> **Work required**: For each line in the data that includes "below", make a copy.

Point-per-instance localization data
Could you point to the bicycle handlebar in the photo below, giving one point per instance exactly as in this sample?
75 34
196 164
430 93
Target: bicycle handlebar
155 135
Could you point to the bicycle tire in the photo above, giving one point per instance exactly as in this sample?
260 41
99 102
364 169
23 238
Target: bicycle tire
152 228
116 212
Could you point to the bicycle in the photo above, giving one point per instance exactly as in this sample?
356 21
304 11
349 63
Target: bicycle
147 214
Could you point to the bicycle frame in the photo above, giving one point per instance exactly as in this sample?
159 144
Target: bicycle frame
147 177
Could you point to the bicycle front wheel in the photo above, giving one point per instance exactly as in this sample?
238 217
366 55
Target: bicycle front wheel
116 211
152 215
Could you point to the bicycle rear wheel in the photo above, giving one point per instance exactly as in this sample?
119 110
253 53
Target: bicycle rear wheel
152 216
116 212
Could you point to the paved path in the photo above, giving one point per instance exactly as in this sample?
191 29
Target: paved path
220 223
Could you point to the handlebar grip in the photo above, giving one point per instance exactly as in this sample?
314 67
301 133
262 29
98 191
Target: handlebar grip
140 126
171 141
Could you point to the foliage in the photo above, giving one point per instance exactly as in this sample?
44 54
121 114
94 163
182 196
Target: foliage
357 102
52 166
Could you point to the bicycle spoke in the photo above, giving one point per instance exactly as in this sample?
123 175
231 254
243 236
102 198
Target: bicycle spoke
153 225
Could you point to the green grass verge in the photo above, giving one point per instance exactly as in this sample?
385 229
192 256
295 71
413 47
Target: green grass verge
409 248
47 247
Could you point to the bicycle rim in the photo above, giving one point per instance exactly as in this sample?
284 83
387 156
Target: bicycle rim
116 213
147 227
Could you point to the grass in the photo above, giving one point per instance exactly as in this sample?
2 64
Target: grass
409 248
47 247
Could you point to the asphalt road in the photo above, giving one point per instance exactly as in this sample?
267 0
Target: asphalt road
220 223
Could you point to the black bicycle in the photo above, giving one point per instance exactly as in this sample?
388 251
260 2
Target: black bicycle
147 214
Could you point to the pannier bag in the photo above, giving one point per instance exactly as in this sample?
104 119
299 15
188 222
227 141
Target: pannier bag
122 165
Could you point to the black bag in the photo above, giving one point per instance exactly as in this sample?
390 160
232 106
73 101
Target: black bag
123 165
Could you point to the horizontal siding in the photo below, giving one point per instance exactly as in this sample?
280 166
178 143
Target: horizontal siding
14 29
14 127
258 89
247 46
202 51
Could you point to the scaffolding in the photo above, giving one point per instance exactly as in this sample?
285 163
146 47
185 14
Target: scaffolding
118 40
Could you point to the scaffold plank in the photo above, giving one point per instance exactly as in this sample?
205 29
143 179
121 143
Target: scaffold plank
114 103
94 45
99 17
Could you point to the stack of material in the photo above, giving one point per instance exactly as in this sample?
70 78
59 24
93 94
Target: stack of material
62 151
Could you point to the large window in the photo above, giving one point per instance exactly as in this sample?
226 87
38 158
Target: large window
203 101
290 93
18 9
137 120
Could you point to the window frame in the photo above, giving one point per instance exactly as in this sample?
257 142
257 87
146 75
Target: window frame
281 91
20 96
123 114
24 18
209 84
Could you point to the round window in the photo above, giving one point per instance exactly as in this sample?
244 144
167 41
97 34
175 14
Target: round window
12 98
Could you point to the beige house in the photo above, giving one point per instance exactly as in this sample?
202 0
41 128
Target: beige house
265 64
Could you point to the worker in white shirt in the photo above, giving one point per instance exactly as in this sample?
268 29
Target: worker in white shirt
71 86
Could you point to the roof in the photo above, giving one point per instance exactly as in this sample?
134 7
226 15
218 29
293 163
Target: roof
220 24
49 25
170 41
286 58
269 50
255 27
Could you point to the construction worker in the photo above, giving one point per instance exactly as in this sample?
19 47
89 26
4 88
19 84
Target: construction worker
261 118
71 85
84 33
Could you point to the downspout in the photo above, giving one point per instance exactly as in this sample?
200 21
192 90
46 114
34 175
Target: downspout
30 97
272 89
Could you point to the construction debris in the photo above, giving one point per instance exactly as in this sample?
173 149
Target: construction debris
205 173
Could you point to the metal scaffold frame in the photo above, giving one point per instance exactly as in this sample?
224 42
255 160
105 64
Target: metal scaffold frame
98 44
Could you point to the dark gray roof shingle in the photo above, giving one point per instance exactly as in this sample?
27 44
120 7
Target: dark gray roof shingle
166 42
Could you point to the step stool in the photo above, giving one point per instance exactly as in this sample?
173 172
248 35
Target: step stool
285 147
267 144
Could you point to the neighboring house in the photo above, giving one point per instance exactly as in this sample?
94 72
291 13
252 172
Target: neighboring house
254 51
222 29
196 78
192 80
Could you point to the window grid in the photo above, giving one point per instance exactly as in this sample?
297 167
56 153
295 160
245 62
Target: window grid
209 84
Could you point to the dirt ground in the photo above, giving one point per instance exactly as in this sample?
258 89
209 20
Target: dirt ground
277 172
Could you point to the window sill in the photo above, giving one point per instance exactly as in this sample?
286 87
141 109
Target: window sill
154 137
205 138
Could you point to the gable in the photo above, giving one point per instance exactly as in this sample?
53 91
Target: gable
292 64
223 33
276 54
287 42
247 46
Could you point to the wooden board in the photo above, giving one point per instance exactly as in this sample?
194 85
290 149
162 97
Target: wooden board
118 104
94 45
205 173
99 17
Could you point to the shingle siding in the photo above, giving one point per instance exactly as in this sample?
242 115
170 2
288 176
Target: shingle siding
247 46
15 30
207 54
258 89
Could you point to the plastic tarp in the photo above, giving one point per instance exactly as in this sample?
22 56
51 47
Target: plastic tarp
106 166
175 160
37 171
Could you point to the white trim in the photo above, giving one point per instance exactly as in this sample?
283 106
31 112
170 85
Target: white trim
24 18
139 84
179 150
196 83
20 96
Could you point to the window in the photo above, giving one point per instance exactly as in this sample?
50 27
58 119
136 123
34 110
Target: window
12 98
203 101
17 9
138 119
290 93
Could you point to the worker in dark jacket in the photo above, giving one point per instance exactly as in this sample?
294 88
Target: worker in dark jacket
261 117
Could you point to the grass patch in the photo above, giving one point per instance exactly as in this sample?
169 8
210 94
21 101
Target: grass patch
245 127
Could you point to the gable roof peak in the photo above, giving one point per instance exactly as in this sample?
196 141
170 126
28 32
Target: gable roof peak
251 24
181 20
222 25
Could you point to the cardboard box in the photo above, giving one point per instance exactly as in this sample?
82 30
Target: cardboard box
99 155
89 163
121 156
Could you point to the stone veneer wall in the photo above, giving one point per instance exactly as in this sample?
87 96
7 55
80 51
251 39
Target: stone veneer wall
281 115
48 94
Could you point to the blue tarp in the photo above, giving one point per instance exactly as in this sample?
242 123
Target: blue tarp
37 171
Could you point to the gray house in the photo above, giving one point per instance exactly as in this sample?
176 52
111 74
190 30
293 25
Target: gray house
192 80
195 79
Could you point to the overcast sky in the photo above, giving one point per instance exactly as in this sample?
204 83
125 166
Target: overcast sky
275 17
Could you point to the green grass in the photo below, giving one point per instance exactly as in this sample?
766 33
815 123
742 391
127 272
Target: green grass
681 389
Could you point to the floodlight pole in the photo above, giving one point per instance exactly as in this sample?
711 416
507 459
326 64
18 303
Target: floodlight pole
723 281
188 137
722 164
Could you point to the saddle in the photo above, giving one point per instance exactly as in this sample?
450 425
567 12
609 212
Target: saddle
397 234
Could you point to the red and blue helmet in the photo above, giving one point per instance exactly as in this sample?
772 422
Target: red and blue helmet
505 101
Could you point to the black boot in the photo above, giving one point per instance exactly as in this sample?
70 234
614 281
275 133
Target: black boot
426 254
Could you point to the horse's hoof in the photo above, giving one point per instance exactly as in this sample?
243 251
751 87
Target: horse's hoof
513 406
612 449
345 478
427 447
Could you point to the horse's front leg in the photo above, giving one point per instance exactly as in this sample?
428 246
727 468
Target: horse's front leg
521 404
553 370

> **Solution for this task**:
Could you point to the bicycle handlebar in the photo below, giving one point per instance exactly as in this sample?
Could you point to the horizontal siding in the photo below, giving one point per instance exactly as in this sample?
Could you point to the green grass in the photo below, giving one point per instance exactly as in this sample?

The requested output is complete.